* Records for the exercise:
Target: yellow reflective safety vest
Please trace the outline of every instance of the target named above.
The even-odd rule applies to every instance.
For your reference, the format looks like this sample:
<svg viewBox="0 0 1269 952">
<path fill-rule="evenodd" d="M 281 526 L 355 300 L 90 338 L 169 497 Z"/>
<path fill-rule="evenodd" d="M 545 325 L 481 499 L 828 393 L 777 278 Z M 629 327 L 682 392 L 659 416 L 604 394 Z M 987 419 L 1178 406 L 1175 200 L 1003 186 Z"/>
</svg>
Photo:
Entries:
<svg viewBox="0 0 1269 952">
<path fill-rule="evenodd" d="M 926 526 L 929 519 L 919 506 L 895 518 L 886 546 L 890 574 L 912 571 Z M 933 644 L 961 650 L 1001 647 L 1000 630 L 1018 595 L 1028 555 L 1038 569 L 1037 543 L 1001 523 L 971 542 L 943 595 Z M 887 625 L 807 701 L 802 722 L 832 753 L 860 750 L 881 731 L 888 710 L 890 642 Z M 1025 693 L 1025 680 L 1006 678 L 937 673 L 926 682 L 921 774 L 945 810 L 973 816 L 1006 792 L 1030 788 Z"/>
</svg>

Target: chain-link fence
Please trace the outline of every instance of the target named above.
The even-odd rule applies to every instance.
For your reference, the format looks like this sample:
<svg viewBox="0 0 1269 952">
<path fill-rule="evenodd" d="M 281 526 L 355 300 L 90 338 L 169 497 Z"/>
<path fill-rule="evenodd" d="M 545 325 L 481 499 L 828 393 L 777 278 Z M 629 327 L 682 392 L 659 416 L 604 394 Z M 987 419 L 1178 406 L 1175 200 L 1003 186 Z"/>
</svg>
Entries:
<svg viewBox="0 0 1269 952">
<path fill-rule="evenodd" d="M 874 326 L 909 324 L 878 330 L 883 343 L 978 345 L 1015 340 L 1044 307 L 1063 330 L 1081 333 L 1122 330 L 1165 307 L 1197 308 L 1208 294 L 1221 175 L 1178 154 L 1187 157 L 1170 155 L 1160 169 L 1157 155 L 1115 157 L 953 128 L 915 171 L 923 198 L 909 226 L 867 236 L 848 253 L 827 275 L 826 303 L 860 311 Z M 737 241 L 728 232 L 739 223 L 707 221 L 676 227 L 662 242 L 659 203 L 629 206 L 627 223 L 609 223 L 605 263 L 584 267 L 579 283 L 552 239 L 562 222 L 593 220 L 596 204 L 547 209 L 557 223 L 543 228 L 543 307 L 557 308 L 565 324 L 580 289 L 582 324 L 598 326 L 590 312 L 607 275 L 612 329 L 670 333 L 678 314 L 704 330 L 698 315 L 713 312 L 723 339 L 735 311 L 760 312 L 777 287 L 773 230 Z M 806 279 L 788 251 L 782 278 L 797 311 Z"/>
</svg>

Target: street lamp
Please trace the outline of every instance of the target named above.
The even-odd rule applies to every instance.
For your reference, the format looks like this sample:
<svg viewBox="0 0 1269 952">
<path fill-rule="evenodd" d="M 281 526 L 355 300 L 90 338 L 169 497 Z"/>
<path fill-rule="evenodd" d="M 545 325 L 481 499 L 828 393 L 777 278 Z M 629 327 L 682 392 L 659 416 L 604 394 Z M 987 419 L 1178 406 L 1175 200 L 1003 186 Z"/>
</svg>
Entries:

* Instructions to follow:
Rewrite all of the material above, swapping "outline" for "contour" every time it appears and leaving everything else unchanged.

* Full output:
Target: yellow reflective safety vest
Please trace the contour of every instance of the target named above.
The even-odd rule applies to every instance.
For your reference, the format looks like this sample:
<svg viewBox="0 0 1269 952">
<path fill-rule="evenodd" d="M 281 526 L 355 300 L 90 338 L 169 497 Z"/>
<path fill-rule="evenodd" d="M 545 325 L 481 499 L 828 393 L 777 278 Z M 629 327 L 682 392 L 659 416 L 604 394 Z M 987 419 L 1178 406 L 1175 200 L 1003 186 Z"/>
</svg>
Photo:
Entries:
<svg viewBox="0 0 1269 952">
<path fill-rule="evenodd" d="M 926 526 L 929 519 L 919 506 L 895 518 L 886 546 L 890 574 L 912 571 Z M 933 644 L 961 650 L 1001 647 L 1000 630 L 1018 595 L 1028 555 L 1038 569 L 1037 543 L 1001 523 L 971 542 L 943 595 Z M 887 625 L 807 701 L 802 722 L 832 753 L 860 750 L 881 731 L 888 710 L 890 642 Z M 1025 693 L 1025 680 L 1006 678 L 937 673 L 926 682 L 921 774 L 945 810 L 973 816 L 1006 792 L 1030 788 Z"/>
</svg>

Target: chain-link fence
Please trace the contour of every instance of the target named above.
The even-odd rule applies to every instance.
For your reference, the format looks like this sample:
<svg viewBox="0 0 1269 952">
<path fill-rule="evenodd" d="M 281 526 L 355 300 L 90 338 L 169 497 Z"/>
<path fill-rule="evenodd" d="M 545 325 L 481 499 L 828 393 L 777 278 Z M 629 327 L 682 392 L 659 416 L 604 394 Z M 987 419 L 1178 406 L 1175 200 L 1003 186 Z"/>
</svg>
Entries:
<svg viewBox="0 0 1269 952">
<path fill-rule="evenodd" d="M 874 326 L 909 324 L 878 330 L 883 343 L 978 345 L 1015 340 L 1044 307 L 1063 330 L 1081 333 L 1122 330 L 1165 307 L 1197 308 L 1208 294 L 1221 175 L 1178 154 L 1187 157 L 1170 155 L 1160 169 L 1157 155 L 1115 157 L 953 128 L 915 171 L 923 198 L 909 226 L 867 236 L 848 253 L 827 275 L 826 303 L 860 311 Z M 737 241 L 728 232 L 739 223 L 707 221 L 676 227 L 662 242 L 659 203 L 629 206 L 627 223 L 609 223 L 605 263 L 584 267 L 579 283 L 552 239 L 562 222 L 593 220 L 596 204 L 547 209 L 557 223 L 543 228 L 543 307 L 557 308 L 565 324 L 580 289 L 582 324 L 598 326 L 590 312 L 607 275 L 612 329 L 670 333 L 678 314 L 704 330 L 698 315 L 713 312 L 723 339 L 735 311 L 760 312 L 777 287 L 773 230 Z M 806 279 L 788 251 L 782 278 L 797 311 Z"/>
</svg>

Target: street lamp
Please trace the contour of every instance of the target named above.
The even-odd rule applies to every instance.
For your reference, the format looks like this sample:
<svg viewBox="0 0 1269 952">
<path fill-rule="evenodd" d="M 281 526 L 355 300 L 90 338 L 169 497 Z"/>
<path fill-rule="evenodd" d="M 545 325 L 481 499 L 828 393 L 777 278 Z M 629 327 L 682 392 L 659 416 L 604 394 Z M 987 419 L 1178 406 L 1175 200 L 1003 186 Z"/>
</svg>
Entries:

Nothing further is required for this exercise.